--- Page excerpt ---

:::::

Varying the initial conditions is reasonable as it allows the model to exibit its internal variability so that you can find the shape of its attractors. The initial consitions should match measurement though, and the variations should be small – within measurement error.
However climate scientists seldom seek to find the shape of the attractor. They are focussed on temperature to the exclusion of all else and throw away most of their data to generate graphs of global average temperature. They then average over several runs and use the variability to compute error bounds for the prediction. The models can be falsified if reality strays out of those error bounds, but it is a very weak test and requires you to wait many years for data to possibly falsify it.
I suspect their models would fail a strong test, which would look at whether they exhibit the identified variability of the real climate. Do the models have el nino and la nina states? Do they exhibit the various ocean oscillations that have been identified? If they don’t do this they are wrong. You don’t have to wait many years to reach that conclusion.
ferd berple says:
July 28, 2013 at 2:58 pm
“Suddenly the future is not deterministic, it is probabilistic. The future doesn’t exist as a point in time, it exists as a probability function, with some futures more likely than others, but none written in stone… The very best you can hope for is to calculate the odds of something happening, and while the odds may favor a turn to the right, they don’t prohibit a turn to the left. the same for temperatures.”

:::::

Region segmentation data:
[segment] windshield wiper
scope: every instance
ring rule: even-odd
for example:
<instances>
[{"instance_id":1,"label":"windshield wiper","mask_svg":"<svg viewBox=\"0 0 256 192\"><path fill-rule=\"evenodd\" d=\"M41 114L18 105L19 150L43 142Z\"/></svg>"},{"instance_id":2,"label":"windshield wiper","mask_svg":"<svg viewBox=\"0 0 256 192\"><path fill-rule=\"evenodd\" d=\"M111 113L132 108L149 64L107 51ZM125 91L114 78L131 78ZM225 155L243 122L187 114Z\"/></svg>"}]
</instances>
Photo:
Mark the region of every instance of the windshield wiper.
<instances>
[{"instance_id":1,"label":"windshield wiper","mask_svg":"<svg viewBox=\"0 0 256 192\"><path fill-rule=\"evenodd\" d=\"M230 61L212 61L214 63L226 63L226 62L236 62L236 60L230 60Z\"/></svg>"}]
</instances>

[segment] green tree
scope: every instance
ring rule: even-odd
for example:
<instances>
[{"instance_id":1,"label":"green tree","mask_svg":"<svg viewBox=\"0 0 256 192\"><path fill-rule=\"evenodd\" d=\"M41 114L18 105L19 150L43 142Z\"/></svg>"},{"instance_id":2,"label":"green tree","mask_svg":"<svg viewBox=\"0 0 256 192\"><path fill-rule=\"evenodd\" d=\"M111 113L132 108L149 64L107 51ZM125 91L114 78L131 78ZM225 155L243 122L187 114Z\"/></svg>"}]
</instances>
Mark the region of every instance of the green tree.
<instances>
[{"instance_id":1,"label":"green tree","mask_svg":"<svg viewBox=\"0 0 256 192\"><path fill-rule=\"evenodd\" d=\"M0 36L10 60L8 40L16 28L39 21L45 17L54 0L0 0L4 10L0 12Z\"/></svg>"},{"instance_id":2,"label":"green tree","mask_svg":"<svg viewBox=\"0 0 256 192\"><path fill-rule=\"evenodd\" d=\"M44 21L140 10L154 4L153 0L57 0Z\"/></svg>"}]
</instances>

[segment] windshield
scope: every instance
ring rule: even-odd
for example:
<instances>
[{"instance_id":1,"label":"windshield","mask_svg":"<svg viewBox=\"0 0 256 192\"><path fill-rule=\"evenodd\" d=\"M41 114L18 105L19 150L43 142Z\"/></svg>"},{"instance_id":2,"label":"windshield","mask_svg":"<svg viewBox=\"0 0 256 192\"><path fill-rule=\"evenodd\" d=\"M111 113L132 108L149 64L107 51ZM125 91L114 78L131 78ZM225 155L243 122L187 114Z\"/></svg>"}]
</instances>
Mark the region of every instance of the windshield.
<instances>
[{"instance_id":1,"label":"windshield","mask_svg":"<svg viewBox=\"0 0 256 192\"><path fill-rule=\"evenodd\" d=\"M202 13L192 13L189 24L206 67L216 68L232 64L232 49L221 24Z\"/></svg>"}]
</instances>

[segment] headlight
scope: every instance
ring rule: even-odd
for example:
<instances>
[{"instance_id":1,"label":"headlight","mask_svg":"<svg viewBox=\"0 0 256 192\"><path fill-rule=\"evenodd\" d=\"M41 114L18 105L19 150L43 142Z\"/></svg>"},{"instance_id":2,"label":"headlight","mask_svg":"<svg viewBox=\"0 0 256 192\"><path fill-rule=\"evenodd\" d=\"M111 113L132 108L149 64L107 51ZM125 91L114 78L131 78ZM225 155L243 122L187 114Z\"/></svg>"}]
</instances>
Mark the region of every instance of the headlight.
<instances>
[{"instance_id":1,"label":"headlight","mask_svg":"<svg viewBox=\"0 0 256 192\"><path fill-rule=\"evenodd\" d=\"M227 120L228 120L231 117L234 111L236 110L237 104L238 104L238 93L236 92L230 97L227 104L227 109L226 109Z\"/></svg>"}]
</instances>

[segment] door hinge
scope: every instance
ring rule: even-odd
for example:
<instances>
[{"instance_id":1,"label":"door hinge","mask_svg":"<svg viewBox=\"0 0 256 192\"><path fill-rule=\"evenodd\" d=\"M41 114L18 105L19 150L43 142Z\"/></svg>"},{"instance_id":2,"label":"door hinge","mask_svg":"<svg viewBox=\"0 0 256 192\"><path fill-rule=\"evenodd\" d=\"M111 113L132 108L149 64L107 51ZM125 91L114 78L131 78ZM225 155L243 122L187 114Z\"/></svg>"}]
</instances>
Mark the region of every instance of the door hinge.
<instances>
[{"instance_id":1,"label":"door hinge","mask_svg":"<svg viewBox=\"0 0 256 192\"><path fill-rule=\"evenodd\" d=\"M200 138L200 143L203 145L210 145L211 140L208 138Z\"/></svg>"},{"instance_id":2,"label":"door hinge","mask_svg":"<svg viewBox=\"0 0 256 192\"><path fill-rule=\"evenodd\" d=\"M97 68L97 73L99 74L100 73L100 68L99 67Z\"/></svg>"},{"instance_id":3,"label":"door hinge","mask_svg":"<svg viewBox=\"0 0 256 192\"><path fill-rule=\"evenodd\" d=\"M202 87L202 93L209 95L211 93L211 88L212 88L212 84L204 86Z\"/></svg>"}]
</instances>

:::::

--- Exercise directions ---
From the climate model discussion, extract the passage that begins with the words containing "Varying the initial" and ends with "possibly falsify it.".

--- Solution to this exercise ---
Varying the initial conditions is reasonable as it allows the model to exibit its internal variability so that you can find the shape of its attractors. The initial consitions should match measurement though, and the variations should be small – within measurement error.
However climate scientists seldom seek to find the shape of the attractor. They are focussed on temperature to the exclusion of all else and throw away most of their data to generate graphs of global average temperature. They then average over several runs and use the variability to compute error bounds for the prediction. The models can be falsified if reality strays out of those error bounds, but it is a very weak test and requires you to wait many years for data to possibly falsify it.